▸ Your goal
Please copy the data below and substitute "van" for every occurrence of "minivan", changing nothing else.

===== Information given =====

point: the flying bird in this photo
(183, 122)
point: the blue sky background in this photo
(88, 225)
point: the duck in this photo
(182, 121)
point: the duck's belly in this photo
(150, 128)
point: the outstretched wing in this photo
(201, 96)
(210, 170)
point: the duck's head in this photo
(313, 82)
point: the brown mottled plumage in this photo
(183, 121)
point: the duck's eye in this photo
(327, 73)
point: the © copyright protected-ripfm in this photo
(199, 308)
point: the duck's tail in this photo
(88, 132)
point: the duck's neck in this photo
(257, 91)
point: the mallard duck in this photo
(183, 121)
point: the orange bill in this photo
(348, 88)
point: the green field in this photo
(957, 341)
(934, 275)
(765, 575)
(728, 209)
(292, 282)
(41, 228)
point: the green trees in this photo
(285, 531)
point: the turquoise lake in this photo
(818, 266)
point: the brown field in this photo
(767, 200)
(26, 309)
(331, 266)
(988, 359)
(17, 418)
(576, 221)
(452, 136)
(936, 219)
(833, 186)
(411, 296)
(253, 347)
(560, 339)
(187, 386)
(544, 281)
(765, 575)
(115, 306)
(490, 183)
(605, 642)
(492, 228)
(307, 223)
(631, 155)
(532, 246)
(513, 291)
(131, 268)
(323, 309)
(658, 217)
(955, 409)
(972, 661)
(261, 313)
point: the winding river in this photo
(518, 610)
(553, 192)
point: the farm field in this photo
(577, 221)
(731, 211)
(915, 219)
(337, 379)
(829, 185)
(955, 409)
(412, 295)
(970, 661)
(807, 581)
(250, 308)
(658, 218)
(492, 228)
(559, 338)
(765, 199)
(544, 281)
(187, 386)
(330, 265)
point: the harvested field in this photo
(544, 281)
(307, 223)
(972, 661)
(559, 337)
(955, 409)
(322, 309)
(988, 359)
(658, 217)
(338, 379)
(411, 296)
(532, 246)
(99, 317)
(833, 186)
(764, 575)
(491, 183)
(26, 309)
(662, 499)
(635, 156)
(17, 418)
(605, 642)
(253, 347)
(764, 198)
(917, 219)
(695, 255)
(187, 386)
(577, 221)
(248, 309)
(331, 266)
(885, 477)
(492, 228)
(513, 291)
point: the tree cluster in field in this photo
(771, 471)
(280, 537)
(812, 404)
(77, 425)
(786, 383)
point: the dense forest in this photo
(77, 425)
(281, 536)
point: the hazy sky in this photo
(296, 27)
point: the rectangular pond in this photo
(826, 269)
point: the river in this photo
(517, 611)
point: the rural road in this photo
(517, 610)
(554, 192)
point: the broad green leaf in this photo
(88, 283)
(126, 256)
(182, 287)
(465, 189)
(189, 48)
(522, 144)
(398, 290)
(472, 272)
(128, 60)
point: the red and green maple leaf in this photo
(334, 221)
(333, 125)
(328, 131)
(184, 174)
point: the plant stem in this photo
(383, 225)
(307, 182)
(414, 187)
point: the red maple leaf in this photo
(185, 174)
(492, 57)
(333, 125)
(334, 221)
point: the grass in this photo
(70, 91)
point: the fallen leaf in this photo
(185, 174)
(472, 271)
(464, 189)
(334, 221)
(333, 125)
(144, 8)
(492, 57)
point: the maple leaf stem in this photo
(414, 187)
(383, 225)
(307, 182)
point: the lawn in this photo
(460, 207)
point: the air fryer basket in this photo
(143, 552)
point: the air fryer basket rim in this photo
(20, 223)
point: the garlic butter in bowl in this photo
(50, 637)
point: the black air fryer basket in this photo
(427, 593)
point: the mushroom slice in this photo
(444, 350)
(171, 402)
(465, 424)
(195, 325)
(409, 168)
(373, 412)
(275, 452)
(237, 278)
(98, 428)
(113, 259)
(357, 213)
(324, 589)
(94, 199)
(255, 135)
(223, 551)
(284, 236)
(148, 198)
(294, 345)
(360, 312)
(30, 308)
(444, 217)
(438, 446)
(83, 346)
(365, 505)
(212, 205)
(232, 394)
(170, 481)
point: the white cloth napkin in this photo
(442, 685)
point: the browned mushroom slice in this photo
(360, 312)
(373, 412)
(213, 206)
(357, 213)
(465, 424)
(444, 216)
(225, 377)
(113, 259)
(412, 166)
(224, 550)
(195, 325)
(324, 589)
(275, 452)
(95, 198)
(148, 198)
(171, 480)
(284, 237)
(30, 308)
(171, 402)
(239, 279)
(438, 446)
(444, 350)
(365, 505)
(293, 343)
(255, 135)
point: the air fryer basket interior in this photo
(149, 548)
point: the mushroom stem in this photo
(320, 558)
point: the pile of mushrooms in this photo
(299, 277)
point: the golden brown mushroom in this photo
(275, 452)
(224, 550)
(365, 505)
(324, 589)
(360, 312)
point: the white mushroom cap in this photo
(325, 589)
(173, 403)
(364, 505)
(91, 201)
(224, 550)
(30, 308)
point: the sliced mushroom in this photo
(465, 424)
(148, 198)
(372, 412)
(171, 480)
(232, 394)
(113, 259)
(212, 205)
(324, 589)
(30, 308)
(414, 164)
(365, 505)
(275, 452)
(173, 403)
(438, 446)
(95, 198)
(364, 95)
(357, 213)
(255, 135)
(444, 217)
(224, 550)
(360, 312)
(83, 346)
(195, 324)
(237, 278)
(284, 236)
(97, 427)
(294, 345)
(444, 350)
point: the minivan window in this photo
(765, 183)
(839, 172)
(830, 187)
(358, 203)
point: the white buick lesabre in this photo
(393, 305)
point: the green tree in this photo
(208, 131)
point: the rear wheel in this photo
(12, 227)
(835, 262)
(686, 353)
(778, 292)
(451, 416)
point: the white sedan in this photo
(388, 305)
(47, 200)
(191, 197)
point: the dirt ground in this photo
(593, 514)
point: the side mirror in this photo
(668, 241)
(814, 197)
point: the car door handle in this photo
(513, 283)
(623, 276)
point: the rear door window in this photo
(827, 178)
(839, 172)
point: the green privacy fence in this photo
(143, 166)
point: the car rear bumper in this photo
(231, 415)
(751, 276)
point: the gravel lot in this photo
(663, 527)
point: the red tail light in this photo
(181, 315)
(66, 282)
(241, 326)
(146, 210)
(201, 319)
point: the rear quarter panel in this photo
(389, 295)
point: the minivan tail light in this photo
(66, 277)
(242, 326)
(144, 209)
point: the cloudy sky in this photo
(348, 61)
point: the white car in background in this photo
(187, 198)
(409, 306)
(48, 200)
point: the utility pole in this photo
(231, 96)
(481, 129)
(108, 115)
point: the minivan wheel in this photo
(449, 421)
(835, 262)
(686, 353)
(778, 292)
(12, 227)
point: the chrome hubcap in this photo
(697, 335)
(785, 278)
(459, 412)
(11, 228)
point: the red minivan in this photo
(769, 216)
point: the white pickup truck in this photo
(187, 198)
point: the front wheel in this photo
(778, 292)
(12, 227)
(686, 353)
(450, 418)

=====

▸ Completed exercise
point: the flying bird in this photo
(183, 122)
point: the blue sky background in this photo
(88, 225)
point: the duck in this photo
(182, 121)
point: the duck's belly in this photo
(150, 128)
point: the outstretched wing in this photo
(201, 96)
(210, 170)
point: the duck's head in this photo
(313, 82)
point: the brown mottled plumage in this photo
(183, 121)
point: the duck's eye in this photo
(327, 73)
point: the © copyright protected-ripfm in this photo
(199, 308)
point: the duck's tail in this photo
(88, 132)
point: the duck's neck in this photo
(257, 91)
point: the mallard duck in this photo
(183, 121)
point: the orange bill in this photo
(348, 88)
point: the green field in this photo
(957, 341)
(934, 275)
(765, 575)
(728, 209)
(292, 282)
(41, 228)
point: the green trees in this photo
(285, 531)
point: the turquoise lake in this photo
(818, 266)
point: the brown field in this photo
(767, 200)
(26, 309)
(331, 266)
(988, 359)
(17, 418)
(576, 221)
(452, 136)
(936, 219)
(833, 186)
(411, 296)
(253, 347)
(560, 339)
(187, 386)
(544, 281)
(765, 575)
(115, 306)
(490, 183)
(605, 642)
(492, 228)
(307, 223)
(631, 155)
(532, 246)
(513, 291)
(131, 268)
(323, 309)
(658, 217)
(955, 409)
(972, 661)
(261, 313)
point: the winding river in this photo
(518, 610)
(553, 192)
point: the farm field in this photo
(577, 221)
(731, 211)
(915, 219)
(337, 379)
(829, 185)
(955, 409)
(412, 295)
(970, 661)
(807, 581)
(250, 308)
(658, 218)
(492, 228)
(559, 338)
(765, 199)
(544, 281)
(187, 386)
(330, 265)
point: the harvested field in this photo
(544, 281)
(307, 223)
(972, 661)
(559, 337)
(955, 409)
(322, 309)
(988, 359)
(658, 217)
(338, 379)
(411, 296)
(532, 246)
(99, 317)
(833, 186)
(764, 575)
(491, 183)
(26, 309)
(662, 499)
(635, 156)
(17, 418)
(605, 642)
(253, 347)
(764, 198)
(917, 219)
(695, 255)
(187, 386)
(577, 221)
(248, 309)
(331, 266)
(885, 477)
(492, 228)
(513, 291)
point: the tree cluster in field in this photo
(771, 471)
(280, 537)
(812, 404)
(77, 425)
(786, 383)
point: the dense forest in this photo
(77, 425)
(281, 536)
point: the hazy sky in this photo
(296, 27)
point: the rectangular pond in this photo
(826, 269)
point: the river in this photo
(517, 611)
point: the rural road in this photo
(517, 610)
(554, 192)
point: the broad green leaf in this photo
(88, 283)
(126, 256)
(182, 287)
(465, 189)
(189, 48)
(522, 144)
(398, 290)
(472, 272)
(128, 60)
point: the red and green maple leaf in this photo
(334, 221)
(333, 125)
(328, 131)
(184, 174)
point: the plant stem in this photo
(383, 225)
(307, 182)
(414, 187)
point: the red maple leaf in this photo
(185, 174)
(492, 57)
(333, 125)
(334, 221)
point: the grass in this photo
(70, 91)
point: the fallen leaf in this photo
(185, 174)
(472, 271)
(464, 189)
(334, 221)
(333, 125)
(144, 8)
(492, 57)
point: the maple leaf stem in this photo
(414, 187)
(383, 225)
(307, 182)
point: the lawn in this photo
(460, 207)
point: the air fryer basket in this photo
(143, 552)
point: the air fryer basket rim in this photo
(20, 223)
point: the garlic butter in bowl in this photo
(50, 637)
point: the black air fryer basket in this photo
(427, 593)
point: the mushroom slice in this photo
(444, 350)
(171, 402)
(465, 424)
(195, 325)
(409, 168)
(373, 412)
(275, 452)
(237, 278)
(98, 428)
(113, 259)
(357, 213)
(324, 589)
(94, 199)
(255, 135)
(223, 551)
(284, 236)
(148, 198)
(294, 345)
(360, 312)
(30, 308)
(444, 217)
(438, 446)
(83, 346)
(365, 505)
(212, 205)
(232, 394)
(170, 481)
point: the white cloth napkin in this photo
(442, 685)
point: the browned mushroom slice in this photo
(360, 312)
(373, 412)
(213, 206)
(357, 213)
(465, 424)
(444, 216)
(225, 377)
(113, 259)
(412, 166)
(224, 550)
(195, 325)
(324, 589)
(275, 452)
(95, 198)
(148, 198)
(171, 480)
(284, 237)
(30, 308)
(171, 402)
(239, 279)
(438, 446)
(444, 350)
(365, 505)
(293, 343)
(255, 135)
point: the air fryer basket interior in this photo
(149, 548)
point: the mushroom stem in this photo
(320, 558)
point: the pile of mushrooms in this photo
(299, 277)
point: the golden brown mushroom in this photo
(275, 452)
(224, 550)
(365, 505)
(324, 589)
(360, 312)
point: the white mushroom cap in this photo
(325, 589)
(173, 403)
(364, 505)
(91, 201)
(224, 550)
(30, 308)
point: the sliced mushroom in this photo
(465, 424)
(148, 198)
(372, 412)
(171, 480)
(232, 394)
(113, 259)
(212, 205)
(324, 589)
(30, 308)
(414, 164)
(365, 505)
(275, 452)
(173, 403)
(438, 446)
(95, 198)
(364, 95)
(357, 213)
(255, 135)
(444, 217)
(224, 550)
(360, 312)
(83, 346)
(195, 324)
(237, 278)
(284, 236)
(97, 427)
(294, 345)
(444, 350)
point: the van window in this photo
(765, 183)
(839, 172)
(830, 187)
(358, 203)
point: the white buick lesabre in this photo
(393, 305)
point: the green tree in this photo
(208, 131)
point: the rear wheel in this photo
(12, 227)
(835, 262)
(686, 353)
(778, 292)
(451, 416)
point: the white sedan in this photo
(388, 305)
(47, 200)
(191, 197)
point: the dirt ground in this photo
(593, 514)
point: the side mirror in this photo
(668, 241)
(814, 197)
point: the car door handle in this photo
(513, 283)
(623, 276)
point: the rear door window in this photo
(827, 178)
(839, 172)
point: the green privacy fence in this photo
(143, 166)
point: the car rear bumper in this photo
(231, 415)
(751, 276)
point: the gravel lot in this photo
(663, 527)
point: the red tail light in this photo
(181, 315)
(66, 282)
(241, 326)
(146, 210)
(201, 319)
point: the rear quarter panel in this photo
(389, 295)
point: the van tail light in this photo
(66, 277)
(242, 326)
(144, 209)
point: the cloudy sky in this photo
(348, 61)
point: the white car in background in this photo
(187, 198)
(409, 306)
(48, 200)
point: the utility pole in this photo
(231, 96)
(481, 129)
(108, 115)
point: the van wheel in this photo
(449, 421)
(835, 262)
(686, 353)
(778, 292)
(12, 227)
point: the chrome hubcap in this photo
(697, 335)
(785, 278)
(459, 412)
(11, 228)
point: the red van in this photo
(769, 216)
point: the white pickup truck in this photo
(187, 198)
point: the front wheel in this photo
(778, 292)
(12, 227)
(686, 353)
(450, 418)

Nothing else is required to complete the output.